(Excerpts from a point labeling dataset)
━━━━━━━━━━
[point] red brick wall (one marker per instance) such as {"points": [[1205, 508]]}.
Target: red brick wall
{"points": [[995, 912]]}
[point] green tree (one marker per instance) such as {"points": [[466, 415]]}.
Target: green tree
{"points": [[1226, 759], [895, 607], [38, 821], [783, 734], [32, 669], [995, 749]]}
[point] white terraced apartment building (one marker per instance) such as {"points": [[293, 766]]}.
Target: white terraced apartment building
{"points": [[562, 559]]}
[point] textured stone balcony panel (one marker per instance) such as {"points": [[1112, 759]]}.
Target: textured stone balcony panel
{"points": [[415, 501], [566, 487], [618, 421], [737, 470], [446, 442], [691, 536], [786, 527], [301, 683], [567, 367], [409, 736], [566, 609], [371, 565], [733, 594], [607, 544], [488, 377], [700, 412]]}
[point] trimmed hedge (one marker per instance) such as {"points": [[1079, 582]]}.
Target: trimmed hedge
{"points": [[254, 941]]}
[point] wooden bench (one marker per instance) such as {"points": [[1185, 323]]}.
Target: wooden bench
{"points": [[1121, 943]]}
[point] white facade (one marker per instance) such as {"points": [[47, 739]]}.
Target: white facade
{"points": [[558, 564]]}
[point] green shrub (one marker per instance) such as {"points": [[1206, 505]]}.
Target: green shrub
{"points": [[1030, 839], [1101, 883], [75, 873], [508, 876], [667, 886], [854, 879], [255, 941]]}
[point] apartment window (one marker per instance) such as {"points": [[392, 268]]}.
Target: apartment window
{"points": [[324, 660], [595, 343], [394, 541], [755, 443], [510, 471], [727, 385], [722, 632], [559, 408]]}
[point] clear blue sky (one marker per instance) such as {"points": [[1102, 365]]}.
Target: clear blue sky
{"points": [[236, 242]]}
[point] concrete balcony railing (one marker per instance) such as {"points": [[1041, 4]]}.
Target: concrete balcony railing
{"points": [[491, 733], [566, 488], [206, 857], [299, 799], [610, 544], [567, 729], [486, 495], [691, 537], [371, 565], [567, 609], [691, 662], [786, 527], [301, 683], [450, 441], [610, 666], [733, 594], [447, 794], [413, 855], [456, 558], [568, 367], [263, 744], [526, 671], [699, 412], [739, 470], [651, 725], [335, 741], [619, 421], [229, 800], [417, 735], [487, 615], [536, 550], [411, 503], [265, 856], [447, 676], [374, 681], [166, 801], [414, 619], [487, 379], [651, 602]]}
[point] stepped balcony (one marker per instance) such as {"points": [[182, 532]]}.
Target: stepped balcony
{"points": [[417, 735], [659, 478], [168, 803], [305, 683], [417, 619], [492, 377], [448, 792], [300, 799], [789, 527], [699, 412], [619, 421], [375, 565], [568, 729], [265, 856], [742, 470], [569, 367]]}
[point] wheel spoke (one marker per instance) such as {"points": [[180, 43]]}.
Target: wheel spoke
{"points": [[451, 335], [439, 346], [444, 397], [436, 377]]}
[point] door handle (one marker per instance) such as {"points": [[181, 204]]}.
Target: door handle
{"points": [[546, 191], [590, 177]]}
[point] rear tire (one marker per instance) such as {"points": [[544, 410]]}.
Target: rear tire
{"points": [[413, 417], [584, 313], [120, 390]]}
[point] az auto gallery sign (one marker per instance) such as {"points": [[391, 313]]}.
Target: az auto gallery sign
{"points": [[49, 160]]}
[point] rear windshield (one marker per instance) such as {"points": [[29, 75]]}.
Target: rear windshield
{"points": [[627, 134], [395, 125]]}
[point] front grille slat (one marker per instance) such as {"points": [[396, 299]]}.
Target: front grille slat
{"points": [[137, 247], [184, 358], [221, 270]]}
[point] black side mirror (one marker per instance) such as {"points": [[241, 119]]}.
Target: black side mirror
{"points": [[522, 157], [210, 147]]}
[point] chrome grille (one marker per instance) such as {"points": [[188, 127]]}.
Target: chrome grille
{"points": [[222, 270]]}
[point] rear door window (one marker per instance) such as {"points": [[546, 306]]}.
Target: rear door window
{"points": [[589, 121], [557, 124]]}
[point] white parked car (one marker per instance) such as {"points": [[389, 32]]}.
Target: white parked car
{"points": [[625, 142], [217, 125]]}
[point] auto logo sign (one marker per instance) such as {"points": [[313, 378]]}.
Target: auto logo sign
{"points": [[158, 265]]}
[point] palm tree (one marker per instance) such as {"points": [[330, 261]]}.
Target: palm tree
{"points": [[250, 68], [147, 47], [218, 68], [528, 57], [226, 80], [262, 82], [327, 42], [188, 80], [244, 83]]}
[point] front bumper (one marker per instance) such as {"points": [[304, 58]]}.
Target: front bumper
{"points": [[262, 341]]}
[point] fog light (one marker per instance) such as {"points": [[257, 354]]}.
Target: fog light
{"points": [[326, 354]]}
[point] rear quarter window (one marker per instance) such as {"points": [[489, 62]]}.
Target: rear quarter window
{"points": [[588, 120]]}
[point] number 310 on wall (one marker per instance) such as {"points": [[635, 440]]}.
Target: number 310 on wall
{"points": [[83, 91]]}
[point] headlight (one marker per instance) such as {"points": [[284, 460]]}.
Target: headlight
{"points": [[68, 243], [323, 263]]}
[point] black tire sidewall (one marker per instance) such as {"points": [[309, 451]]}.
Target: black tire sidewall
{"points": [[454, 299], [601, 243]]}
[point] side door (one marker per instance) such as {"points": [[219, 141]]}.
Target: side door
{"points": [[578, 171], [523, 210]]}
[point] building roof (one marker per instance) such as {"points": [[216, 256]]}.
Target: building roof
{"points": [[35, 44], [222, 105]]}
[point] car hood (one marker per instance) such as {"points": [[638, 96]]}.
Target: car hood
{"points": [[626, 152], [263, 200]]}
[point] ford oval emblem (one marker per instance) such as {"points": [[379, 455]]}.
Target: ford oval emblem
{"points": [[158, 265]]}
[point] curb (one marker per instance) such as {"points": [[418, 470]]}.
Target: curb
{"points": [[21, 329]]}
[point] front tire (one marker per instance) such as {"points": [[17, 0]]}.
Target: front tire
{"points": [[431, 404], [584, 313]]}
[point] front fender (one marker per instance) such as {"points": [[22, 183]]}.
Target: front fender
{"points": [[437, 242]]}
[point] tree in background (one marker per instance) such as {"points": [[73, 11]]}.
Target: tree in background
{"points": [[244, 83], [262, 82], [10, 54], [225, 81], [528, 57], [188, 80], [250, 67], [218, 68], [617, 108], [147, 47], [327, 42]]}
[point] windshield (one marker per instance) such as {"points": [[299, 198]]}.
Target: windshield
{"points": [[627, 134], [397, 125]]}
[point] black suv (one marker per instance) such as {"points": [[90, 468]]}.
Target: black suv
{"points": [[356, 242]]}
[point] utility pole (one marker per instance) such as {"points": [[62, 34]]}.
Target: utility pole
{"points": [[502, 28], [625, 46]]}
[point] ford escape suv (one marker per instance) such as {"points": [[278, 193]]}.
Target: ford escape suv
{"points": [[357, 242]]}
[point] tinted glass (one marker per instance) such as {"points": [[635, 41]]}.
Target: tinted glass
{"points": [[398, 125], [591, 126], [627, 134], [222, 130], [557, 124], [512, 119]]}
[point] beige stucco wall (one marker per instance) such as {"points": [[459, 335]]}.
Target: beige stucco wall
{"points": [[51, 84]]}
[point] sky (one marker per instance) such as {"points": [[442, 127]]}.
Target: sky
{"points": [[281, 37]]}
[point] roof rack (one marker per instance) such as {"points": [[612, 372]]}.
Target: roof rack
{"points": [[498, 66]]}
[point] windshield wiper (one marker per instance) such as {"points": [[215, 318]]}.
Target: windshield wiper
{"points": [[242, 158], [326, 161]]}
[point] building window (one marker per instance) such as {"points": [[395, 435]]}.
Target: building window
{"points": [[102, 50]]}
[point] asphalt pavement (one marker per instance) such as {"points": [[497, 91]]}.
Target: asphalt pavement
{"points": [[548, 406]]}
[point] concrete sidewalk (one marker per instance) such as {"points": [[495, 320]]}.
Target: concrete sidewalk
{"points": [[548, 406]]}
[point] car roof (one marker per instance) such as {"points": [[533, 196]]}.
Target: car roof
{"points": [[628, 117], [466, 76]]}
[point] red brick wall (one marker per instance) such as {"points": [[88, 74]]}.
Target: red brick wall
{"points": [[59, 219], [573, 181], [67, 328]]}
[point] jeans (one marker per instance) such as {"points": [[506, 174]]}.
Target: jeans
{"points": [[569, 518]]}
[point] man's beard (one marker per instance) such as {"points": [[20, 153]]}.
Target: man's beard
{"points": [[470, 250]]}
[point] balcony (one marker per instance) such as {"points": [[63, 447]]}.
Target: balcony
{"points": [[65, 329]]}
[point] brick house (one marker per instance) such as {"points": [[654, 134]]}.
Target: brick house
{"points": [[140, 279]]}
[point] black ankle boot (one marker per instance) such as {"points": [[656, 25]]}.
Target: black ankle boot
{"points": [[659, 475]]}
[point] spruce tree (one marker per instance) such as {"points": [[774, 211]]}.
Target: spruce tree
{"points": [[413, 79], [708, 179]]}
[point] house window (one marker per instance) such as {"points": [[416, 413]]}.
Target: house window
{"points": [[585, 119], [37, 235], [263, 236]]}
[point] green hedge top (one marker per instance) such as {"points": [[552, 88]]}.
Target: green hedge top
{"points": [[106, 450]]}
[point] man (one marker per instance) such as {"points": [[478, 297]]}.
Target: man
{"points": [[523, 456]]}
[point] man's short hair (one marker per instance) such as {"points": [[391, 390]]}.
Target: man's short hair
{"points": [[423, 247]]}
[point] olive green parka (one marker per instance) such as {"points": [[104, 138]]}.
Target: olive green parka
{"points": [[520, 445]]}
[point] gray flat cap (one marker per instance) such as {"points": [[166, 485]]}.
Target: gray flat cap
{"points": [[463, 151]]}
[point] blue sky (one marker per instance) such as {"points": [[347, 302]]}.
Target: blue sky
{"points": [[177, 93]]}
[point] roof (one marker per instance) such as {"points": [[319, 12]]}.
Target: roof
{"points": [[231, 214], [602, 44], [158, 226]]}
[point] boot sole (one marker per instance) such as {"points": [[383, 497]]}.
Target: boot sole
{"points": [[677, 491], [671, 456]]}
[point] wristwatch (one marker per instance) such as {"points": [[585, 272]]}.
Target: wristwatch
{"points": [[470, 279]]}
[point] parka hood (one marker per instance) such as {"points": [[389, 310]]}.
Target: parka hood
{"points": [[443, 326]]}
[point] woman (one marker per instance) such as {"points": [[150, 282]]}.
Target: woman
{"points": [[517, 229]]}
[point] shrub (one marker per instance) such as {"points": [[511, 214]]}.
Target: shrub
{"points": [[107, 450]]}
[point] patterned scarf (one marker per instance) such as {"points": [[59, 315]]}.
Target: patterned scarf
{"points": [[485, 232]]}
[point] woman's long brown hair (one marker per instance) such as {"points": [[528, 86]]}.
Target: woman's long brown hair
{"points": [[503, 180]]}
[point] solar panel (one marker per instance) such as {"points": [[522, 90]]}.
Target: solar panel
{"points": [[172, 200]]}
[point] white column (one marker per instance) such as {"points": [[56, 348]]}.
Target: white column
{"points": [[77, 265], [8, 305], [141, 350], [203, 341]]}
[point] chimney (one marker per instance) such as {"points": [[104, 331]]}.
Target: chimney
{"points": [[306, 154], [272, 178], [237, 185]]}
━━━━━━━━━━
• _Problem details_: Reproduce the listing verbatim, beginning at the line that contains "[point] man (one" and stopping after the final line of the listing.

• _Answer to this exercise_:
[point] man (one marker per instance) such as {"points": [[478, 297]]}.
Target: man
{"points": [[523, 456]]}
[point] man's short hair (one marker per instance) such as {"points": [[391, 390]]}.
Target: man's short hair
{"points": [[423, 247]]}
[point] olive green parka (one marker per instance) such as {"points": [[104, 138]]}.
Target: olive green parka
{"points": [[520, 445]]}
[point] gray flat cap (one marker per instance) such as {"points": [[166, 485]]}.
Target: gray flat cap
{"points": [[463, 151]]}
[point] blue sky (one marker per instance) such as {"points": [[347, 302]]}.
Target: blue sky
{"points": [[177, 93]]}
[point] roof (one marker per instance) such as {"points": [[319, 12]]}.
Target: roof
{"points": [[231, 214], [602, 44], [158, 226]]}
[point] boot sole (one marker per instance) such as {"points": [[383, 497]]}.
Target: boot sole
{"points": [[677, 491], [671, 456]]}
[point] wristwatch (one marker per instance) such as {"points": [[585, 272]]}.
Target: wristwatch
{"points": [[470, 279]]}
[point] parka hood (one marker per instance) such as {"points": [[389, 310]]}.
Target: parka hood
{"points": [[443, 326]]}
[point] woman (one marker per instance) such as {"points": [[150, 282]]}.
Target: woman
{"points": [[517, 229]]}
[point] shrub (one marker per instance) such as {"points": [[511, 214]]}.
Target: shrub
{"points": [[107, 450]]}
[point] patterned scarf (one marker per instance) such as {"points": [[59, 315]]}.
Target: patterned scarf
{"points": [[485, 232]]}
[point] woman's long brown hair (one marker per instance) such as {"points": [[528, 86]]}.
Target: woman's long brown hair
{"points": [[503, 180]]}
[point] solar panel (one marker per instance) such as {"points": [[522, 90]]}.
Target: solar panel
{"points": [[172, 200]]}
[point] white column (one marker per instance) such as {"points": [[56, 348]]}.
Target: white column
{"points": [[77, 265], [8, 305], [141, 350], [203, 341]]}
[point] chimney (one marker per instance) such as {"points": [[104, 331]]}.
Target: chimney
{"points": [[306, 154], [272, 178], [237, 185]]}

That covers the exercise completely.